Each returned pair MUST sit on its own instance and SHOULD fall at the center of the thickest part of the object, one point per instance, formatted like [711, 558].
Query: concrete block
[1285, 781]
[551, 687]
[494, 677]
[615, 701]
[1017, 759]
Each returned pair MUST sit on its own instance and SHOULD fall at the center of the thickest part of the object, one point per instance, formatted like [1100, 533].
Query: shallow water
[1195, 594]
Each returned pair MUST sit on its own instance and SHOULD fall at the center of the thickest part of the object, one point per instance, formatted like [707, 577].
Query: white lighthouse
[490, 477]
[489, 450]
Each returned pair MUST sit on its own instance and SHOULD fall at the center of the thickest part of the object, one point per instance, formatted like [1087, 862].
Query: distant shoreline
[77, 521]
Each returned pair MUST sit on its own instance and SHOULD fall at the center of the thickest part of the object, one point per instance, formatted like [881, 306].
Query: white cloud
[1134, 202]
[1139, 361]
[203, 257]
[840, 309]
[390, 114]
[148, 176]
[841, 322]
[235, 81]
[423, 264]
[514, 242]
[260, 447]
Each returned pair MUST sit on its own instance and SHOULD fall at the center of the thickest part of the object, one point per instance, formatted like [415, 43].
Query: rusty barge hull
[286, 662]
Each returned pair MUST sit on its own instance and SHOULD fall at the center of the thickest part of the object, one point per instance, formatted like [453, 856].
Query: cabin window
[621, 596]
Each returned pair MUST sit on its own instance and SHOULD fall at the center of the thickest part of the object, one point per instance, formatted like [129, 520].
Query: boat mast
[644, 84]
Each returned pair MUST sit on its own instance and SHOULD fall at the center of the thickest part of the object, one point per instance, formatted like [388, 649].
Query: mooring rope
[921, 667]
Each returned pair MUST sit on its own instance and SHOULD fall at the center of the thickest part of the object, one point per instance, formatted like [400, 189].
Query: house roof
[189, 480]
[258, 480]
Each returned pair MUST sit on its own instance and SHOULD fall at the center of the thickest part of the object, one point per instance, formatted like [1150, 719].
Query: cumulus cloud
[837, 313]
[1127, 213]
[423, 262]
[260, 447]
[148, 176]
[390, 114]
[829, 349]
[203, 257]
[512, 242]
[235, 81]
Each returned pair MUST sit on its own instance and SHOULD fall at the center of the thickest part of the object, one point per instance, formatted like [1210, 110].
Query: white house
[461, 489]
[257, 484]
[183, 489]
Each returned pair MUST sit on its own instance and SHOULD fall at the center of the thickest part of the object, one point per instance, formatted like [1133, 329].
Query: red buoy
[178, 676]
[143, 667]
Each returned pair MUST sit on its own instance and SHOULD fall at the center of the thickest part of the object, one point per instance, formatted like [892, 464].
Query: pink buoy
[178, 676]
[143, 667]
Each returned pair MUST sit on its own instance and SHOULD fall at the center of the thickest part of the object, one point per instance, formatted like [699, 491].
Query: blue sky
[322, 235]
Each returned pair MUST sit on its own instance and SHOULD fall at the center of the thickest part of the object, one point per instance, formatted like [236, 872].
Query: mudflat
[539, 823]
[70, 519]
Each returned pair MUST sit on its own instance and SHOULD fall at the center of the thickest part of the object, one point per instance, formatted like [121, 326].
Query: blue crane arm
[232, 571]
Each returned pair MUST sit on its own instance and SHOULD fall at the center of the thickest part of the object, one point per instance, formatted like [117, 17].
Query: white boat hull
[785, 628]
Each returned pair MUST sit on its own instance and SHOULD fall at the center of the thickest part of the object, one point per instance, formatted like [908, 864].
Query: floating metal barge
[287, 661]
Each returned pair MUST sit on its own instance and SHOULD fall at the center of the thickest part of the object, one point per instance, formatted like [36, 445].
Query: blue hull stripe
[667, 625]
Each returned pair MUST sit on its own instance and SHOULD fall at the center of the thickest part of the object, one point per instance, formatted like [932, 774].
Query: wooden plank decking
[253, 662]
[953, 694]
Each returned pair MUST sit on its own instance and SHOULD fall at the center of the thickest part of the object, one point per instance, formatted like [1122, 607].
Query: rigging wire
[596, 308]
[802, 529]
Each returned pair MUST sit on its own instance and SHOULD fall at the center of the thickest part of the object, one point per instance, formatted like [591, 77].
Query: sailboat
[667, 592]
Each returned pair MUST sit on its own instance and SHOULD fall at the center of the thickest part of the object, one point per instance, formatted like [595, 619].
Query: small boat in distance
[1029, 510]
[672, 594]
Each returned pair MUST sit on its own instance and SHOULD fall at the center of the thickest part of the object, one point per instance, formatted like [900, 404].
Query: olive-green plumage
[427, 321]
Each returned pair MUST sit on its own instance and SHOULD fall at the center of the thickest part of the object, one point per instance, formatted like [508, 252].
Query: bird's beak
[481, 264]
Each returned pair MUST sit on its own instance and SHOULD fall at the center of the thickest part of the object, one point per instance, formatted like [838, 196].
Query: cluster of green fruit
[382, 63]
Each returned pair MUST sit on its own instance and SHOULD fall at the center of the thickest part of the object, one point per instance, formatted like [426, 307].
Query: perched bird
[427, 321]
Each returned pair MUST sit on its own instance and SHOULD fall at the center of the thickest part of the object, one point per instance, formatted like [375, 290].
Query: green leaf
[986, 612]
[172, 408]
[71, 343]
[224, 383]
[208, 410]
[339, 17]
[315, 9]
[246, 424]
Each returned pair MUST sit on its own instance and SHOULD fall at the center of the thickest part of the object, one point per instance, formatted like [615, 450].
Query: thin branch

____________________

### Given task
Copy out every one of the records above word for word.

### In response
Each returned pair MUST sit on its own instance and SHOULD fall at the center of the thickest part of the object, one point per instance, formatted like [711, 558].
Query: concrete block
[1285, 781]
[551, 687]
[494, 677]
[615, 701]
[1017, 759]
Each returned pair MUST sit on its own instance and SHOULD fall at the center of the thickest part of the object, one point per instance, formatted like [1100, 533].
Query: shallow water
[1195, 594]
Each returned pair MUST sit on its own instance and SHOULD fall at the center of the thickest part of the object, one point per instance, formatted like [707, 577].
Query: white lighthouse
[490, 477]
[489, 450]
Each returned pair MUST sit on its own instance and SHOULD fall at the center of the thickest part of the object, one point per instance, formatted like [1087, 862].
Query: distant shoreline
[77, 521]
Each returned pair MUST sit on its own instance and SHOULD fall at the center of the thickest part of the object, one point per instance, formatted like [881, 306].
Query: white cloud
[1134, 202]
[1139, 361]
[203, 257]
[840, 309]
[390, 114]
[148, 176]
[841, 322]
[235, 81]
[423, 264]
[514, 242]
[260, 447]
Each returned pair MUST sit on its own instance and SHOULD fall at the center of the thickest part of the object, one point per instance, formatted like [415, 43].
Query: rusty barge hull
[286, 662]
Each returned pair MUST sit on its own instance and SHOULD fall at the center of the thickest part of the object, one point per instance, formatted like [453, 856].
Query: cabin window
[621, 596]
Each returned pair MUST sit on its own instance and SHOULD fall at the center of the thickest part of the object, one point per instance, formatted like [129, 520].
Query: boat mast
[644, 84]
Each returned pair MUST sit on its own instance and SHOULD fall at the center of the thickest part of the object, one point per instance, formatted like [388, 649].
Query: mooring rope
[921, 667]
Each returned pair MUST sit on its own instance and SHOULD fall at the center of the thickest part of the object, one point per instance, formatted like [400, 189].
Query: house roof
[189, 480]
[258, 480]
Each returned pair MUST sit on its own instance and SHOULD fall at the center of the thickest part of the object, one point per instance, formatted like [1150, 719].
Query: cumulus cloud
[837, 313]
[1127, 213]
[423, 262]
[260, 447]
[148, 176]
[390, 114]
[829, 349]
[203, 257]
[512, 242]
[235, 81]
Each returned pair MUST sit on its own instance and SHOULD fall at the center of the thickest part of the object, one point per instance, formatted like [1210, 110].
Query: white house
[461, 489]
[257, 484]
[183, 489]
Each returned pair MUST sit on its own instance and SHOULD fall at the center of the thickest part of the object, one point per instance, formatted like [1133, 329].
Query: red buoy
[178, 676]
[143, 667]
Each returned pair MUST sit on its own instance and SHOULD fall at the center of the thickest part of the object, one point per instance, formatted like [892, 464].
Query: pink buoy
[178, 676]
[143, 667]
Each returned pair MUST sit on its own instance and SHOULD fall at the center of the thickest part of the object, one point per instance, formatted like [699, 491].
Query: blue sky
[322, 235]
Each returned pair MUST sit on its own instance and SHOULD fall at the center of the thickest part of the object, one point per instance, formatted like [236, 872].
Query: mudflat
[539, 823]
[70, 519]
Each returned pair MUST sit on its own instance and SHOULD fall at the center of the thickest part of the object, one point per instance, formatted like [121, 326].
Query: blue crane arm
[232, 571]
Each returned pair MUST sit on its own instance and SHOULD fall at the center of the thickest part of the object, one point per instance, formatted like [117, 17].
Query: white boat hull
[785, 628]
Each returned pair MUST sit on its own instance and SHOULD fall at the center of the thickest part of the object, one point per instance, formatted like [908, 864].
Query: floating metal barge
[287, 661]
Each returned pair MUST sit on its own instance and SHOULD fall at the center of the thickest part of the object, one point per instance, formatted like [36, 445].
Query: blue hull stripe
[667, 625]
Each returned pair MUST sit on its own instance and SHOULD fall at the center of the thickest part of the object, one point per instance, formatted like [932, 774].
Query: wooden plank decking
[253, 662]
[953, 694]
Each returned pair MUST sit on its own instance and SHOULD fall at the center of the thickest part of the object, one point per instance, formatted like [1122, 607].
Query: rigging wire
[596, 308]
[802, 529]
Each returned pair MUST sit on its own instance and SHOULD fall at the center of the thickest part of the object, one point per instance, formatted like [591, 77].
Query: sailboat
[667, 592]
Each returned pair MUST sit on its own instance and SHOULD fall at the center of the thickest part of the object, one point per instance, formatted like [595, 619].
Query: small boat in distance
[1029, 510]
[672, 594]
Each returned pair MUST sit on its own instance and SHOULD fall at the center of the thickest part of the object, one point per instance, formatted like [900, 404].
Query: olive-green plumage
[427, 321]
Each returned pair MUST sit on its own instance and SHOULD fall at the center of the thickest part of the object, one point per instance, formatted like [508, 252].
Query: bird's beak
[481, 264]
Each returned pair MUST sit on its own instance and SHOULD fall at the center of the thickest part of the object, one point per instance, formatted like [838, 196].
Query: cluster of green fruit
[382, 63]
Each returned pair MUST sit on its own instance and SHOULD fall at the center of the thickest part of the object, one point per instance, formatted like [426, 307].
Query: perched bird
[427, 321]
Each returned pair MUST sit on its own instance and SHOULD fall at the center of the thickest part of the object, one point per instance, formatted like [375, 290].
Query: green leaf
[986, 612]
[172, 408]
[71, 343]
[224, 383]
[208, 410]
[339, 17]
[315, 9]
[246, 424]
Each returned pair MUST sit on its own instance and SHOULD fall at the center of the thickest part of the object, one point per instance, formatted like [615, 450].
Query: thin branch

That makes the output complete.